Suitable for parts with complex shapes.
Indications are produced directly on the surface of the part and constitute a visual representation of the flaw.
Portable (materials are available in aerosol spray cans) Low cost (materials and associated equipment are relatively inexpensive)
14. What are the advantages of Ultrasonic test?
A.Advantages
High penetrating power, which allows the detection of flaws deep in the part.
High sensitivity, permitting the detection of extremely small flaws.
In many cases only one surface needs to be accessible.
Greater accuracy than other non-destructive methods in determining the depth of internal flaws and the thickness of parts with parallel surfaces.
Some capability of estimating the size, orientation, shape and nature of defects.
Some capability of estimating the structure of alloys of components with different acoustic properties Non hazardous to operations or to nearby personnel and has no effect on equipment and materials in the vicinity.
Capable of portable or highly automated operation.
Results are immediate.

========

▶ **Required task a**:
Repeat the entries below, starting with the line that contains "Target: woman's dark hair" and going on through the last line of the entries.

[Location identification entries]

========

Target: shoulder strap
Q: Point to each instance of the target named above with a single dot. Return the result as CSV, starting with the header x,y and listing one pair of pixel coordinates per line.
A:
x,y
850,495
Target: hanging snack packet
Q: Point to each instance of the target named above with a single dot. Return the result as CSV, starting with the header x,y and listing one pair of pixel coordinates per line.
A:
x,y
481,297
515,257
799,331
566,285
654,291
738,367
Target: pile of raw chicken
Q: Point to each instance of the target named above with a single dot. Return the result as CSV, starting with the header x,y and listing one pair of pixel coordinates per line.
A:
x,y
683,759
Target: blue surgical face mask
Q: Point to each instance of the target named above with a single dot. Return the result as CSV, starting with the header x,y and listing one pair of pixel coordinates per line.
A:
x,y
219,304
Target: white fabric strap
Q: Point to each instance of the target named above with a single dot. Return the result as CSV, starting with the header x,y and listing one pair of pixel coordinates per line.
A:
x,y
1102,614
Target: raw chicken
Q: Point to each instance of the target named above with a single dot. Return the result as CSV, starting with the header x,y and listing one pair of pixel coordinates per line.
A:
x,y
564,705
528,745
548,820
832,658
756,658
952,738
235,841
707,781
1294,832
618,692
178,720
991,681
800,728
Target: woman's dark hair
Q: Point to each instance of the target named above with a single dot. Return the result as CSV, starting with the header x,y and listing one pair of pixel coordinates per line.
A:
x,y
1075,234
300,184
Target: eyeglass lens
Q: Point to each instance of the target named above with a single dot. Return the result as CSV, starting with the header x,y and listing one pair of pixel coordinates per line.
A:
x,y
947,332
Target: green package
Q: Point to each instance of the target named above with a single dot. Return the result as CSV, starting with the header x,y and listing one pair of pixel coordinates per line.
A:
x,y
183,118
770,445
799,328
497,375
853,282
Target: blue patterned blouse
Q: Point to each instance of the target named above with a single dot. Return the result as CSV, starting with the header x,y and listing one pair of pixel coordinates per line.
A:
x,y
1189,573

========

▶ **Required task b**:
Reproduce the whole passage above on the advantages of non-destructive testing methods, word for word.

▶ **Reply a**:
Target: woman's dark hair
Q: Point to each instance of the target named above with a single dot. Return the result as CSV, starting with the header x,y and listing one pair of pixel coordinates per line.
A:
x,y
1075,234
300,184
Target: eyeglass lens
Q: Point to each instance of the target named above with a single dot. Return the result as CSV, starting with the header x,y and listing one pair of pixel coordinates per line.
A:
x,y
947,332
Target: green package
Q: Point to each instance of the target named above with a single dot. Return the result as CSV, starting with the header x,y and listing one pair of pixel coordinates per line.
A:
x,y
183,118
770,445
799,328
497,375
853,282
Target: blue patterned blouse
Q: Point to each instance of the target named above with a single dot. Return the result as CSV, starting with the header x,y and listing one pair of pixel coordinates per line.
A:
x,y
1189,573

▶ **Reply b**:
Suitable for parts with complex shapes.
Indications are produced directly on the surface of the part and constitute a visual representation of the flaw.
Portable (materials are available in aerosol spray cans) Low cost (materials and associated equipment are relatively inexpensive)
14. What are the advantages of Ultrasonic test?
A.Advantages
High penetrating power, which allows the detection of flaws deep in the part.
High sensitivity, permitting the detection of extremely small flaws.
In many cases only one surface needs to be accessible.
Greater accuracy than other non-destructive methods in determining the depth of internal flaws and the thickness of parts with parallel surfaces.
Some capability of estimating the size, orientation, shape and nature of defects.
Some capability of estimating the structure of alloys of components with different acoustic properties Non hazardous to operations or to nearby personnel and has no effect on equipment and materials in the vicinity.
Capable of portable or highly automated operation.
Results are immediate.